RECORDED INFORMATION:
= = =

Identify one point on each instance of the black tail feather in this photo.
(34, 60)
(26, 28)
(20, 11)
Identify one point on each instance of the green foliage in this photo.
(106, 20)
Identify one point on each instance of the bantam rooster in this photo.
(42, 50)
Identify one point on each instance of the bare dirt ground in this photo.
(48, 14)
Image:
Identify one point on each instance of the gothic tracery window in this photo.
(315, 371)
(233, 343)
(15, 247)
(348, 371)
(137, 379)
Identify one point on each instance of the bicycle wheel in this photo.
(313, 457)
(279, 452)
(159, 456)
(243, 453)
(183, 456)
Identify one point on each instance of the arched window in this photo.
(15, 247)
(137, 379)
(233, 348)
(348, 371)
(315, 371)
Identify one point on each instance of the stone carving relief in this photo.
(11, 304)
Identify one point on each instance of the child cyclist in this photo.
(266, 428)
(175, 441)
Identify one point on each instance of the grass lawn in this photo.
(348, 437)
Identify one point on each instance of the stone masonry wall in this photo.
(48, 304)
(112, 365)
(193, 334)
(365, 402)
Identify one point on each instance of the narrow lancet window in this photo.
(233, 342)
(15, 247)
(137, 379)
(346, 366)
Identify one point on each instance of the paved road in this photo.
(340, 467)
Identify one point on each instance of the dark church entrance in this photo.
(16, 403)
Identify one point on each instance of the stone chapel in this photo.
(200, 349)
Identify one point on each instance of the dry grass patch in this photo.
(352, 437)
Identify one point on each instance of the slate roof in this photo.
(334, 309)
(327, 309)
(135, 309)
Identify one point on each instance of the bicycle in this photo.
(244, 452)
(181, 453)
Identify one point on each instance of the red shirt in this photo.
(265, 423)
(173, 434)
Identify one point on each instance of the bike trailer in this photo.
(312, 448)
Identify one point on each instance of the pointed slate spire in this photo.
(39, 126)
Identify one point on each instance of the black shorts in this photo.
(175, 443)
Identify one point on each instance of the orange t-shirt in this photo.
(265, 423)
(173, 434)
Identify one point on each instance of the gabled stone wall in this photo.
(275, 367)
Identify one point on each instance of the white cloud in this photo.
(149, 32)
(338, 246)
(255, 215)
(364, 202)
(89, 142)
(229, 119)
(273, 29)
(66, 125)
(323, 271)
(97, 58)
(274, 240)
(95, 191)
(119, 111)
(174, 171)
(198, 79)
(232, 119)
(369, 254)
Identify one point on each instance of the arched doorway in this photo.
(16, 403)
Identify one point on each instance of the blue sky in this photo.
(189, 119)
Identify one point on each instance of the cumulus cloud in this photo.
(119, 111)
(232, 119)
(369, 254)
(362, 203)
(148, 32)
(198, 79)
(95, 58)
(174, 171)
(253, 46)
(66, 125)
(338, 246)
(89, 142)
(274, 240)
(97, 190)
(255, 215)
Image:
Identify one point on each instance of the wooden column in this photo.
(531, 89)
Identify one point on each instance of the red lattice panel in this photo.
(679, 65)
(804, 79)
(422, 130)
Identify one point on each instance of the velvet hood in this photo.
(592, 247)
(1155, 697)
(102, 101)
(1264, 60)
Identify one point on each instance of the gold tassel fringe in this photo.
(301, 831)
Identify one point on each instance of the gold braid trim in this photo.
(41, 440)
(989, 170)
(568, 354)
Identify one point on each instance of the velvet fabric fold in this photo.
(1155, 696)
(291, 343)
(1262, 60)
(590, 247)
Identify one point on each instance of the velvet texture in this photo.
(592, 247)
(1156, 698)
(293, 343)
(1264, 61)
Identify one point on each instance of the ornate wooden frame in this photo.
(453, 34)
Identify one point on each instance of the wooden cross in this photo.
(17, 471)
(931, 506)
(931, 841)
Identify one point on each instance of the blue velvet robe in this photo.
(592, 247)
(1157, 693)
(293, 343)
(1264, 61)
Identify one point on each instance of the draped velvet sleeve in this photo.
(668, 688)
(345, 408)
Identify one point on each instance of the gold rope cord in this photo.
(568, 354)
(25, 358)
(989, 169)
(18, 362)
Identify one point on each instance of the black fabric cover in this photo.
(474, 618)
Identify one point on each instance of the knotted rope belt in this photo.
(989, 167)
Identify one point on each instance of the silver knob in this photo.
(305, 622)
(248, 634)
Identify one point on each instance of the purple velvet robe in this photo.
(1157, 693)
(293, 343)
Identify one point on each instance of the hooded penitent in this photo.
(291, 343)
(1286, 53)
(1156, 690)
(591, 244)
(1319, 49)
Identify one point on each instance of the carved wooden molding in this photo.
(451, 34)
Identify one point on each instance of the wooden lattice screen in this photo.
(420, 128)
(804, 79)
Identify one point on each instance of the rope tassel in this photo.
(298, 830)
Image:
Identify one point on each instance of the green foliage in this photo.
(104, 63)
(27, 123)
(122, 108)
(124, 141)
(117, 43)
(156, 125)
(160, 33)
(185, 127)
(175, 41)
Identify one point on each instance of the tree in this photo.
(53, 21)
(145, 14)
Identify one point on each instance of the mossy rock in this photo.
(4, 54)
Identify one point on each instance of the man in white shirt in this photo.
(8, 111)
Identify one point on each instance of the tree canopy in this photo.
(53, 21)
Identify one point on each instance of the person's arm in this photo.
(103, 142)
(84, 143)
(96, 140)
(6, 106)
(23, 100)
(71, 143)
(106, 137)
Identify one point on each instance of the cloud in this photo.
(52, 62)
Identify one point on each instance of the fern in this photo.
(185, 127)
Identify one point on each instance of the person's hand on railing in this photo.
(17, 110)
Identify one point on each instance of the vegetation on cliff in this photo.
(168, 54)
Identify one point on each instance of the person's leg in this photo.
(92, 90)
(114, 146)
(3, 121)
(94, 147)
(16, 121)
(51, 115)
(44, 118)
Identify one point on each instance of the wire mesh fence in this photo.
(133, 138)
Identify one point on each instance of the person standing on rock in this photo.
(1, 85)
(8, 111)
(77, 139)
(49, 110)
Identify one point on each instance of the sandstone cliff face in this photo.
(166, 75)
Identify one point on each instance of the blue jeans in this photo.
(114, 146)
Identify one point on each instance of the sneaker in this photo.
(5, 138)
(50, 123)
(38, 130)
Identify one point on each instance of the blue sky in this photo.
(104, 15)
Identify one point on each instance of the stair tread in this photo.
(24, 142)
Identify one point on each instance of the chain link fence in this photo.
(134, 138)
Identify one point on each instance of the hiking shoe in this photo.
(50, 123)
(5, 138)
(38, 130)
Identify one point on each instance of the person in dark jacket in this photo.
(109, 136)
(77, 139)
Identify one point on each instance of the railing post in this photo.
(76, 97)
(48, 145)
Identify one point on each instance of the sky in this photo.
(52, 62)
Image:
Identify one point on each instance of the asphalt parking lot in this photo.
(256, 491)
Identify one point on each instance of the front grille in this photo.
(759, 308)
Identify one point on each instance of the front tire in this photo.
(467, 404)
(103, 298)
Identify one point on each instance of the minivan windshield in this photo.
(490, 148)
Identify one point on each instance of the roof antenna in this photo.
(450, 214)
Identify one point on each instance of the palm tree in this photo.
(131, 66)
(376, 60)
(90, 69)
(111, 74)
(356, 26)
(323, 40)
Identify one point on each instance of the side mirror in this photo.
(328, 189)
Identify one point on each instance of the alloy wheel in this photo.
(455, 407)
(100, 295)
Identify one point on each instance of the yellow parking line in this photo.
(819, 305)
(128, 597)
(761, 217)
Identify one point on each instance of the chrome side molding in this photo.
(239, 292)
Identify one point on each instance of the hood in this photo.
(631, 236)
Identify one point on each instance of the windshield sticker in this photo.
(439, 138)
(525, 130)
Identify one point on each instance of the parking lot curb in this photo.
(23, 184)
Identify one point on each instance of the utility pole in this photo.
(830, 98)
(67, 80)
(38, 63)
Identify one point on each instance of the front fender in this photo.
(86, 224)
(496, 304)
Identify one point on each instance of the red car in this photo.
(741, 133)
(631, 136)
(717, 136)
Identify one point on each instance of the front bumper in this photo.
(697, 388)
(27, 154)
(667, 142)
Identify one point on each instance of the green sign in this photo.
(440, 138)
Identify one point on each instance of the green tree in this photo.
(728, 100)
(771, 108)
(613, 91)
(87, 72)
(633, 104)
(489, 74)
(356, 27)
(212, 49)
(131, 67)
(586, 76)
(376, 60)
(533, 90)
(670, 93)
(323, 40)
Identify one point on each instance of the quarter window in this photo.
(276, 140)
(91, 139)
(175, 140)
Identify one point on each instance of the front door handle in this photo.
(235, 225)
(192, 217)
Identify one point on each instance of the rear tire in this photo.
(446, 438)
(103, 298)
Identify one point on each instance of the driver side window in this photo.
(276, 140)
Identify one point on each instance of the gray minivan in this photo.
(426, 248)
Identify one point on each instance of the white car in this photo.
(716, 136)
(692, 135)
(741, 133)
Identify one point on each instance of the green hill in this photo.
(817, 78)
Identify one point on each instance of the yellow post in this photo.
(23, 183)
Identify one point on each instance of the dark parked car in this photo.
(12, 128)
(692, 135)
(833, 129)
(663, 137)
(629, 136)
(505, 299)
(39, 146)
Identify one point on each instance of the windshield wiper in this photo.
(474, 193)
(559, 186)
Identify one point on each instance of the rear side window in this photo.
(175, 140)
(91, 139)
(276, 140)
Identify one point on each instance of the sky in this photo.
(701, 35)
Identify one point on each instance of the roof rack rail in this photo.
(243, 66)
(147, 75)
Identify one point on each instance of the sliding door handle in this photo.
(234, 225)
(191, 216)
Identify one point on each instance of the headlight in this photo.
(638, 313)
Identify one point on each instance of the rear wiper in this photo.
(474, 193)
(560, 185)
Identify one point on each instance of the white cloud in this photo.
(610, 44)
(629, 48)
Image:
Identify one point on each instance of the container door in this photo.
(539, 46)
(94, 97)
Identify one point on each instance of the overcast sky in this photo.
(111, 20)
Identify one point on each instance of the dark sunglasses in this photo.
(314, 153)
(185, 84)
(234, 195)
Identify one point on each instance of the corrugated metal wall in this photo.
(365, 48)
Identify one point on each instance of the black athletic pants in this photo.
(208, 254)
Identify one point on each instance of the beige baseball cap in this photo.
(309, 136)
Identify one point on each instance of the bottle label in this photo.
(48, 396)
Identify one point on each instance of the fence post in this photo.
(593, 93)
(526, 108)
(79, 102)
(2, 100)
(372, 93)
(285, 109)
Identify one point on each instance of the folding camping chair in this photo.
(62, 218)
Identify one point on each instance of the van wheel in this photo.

= = =

AIM OF THE TASK: Give the lines from the one containing "Identify one point on each instance of the rear side" through the end of the entries again, exactly as written and with no other lines.

TASK RESULT:
Identify one point on each instance of the rear side window in this photo.
(175, 140)
(91, 139)
(276, 140)
Identify one point on each instance of the sky in this photo.
(701, 35)
Identify one point on each instance of the roof rack rail in this photo.
(243, 66)
(147, 75)
Identify one point on each instance of the sliding door handle in this photo.
(234, 225)
(191, 216)
Identify one point on each instance of the headlight in this photo.
(638, 313)
Identify one point on each instance of the rear wiper in this photo.
(474, 193)
(560, 185)
Identify one point on each instance of the white cloud in this photo.
(610, 44)
(629, 48)
Image:
Identify one point on each instance of the container door in this photo.
(539, 46)
(94, 97)
Identify one point on each instance of the overcast sky in this photo.
(111, 20)
Identify one point on each instance of the dark sunglasses in this photo.
(314, 153)
(185, 84)
(234, 195)
Identify one point on each instance of the corrugated metal wall in this photo.
(365, 48)
Identify one point on each instance of the black athletic pants in this photo.
(208, 254)
Identify one point on each instance of the beige baseball cap in this photo.
(309, 136)
Identify one point on each instance of the bottle label in this photo.
(48, 396)
Identify one point on each instance of the fence post in this photo.
(593, 93)
(526, 108)
(79, 102)
(2, 100)
(372, 93)
(285, 109)
Identify one point on each instance of the folding camping chair in this photo.
(62, 218)
Identify one point on each instance of the van wheel in this photo.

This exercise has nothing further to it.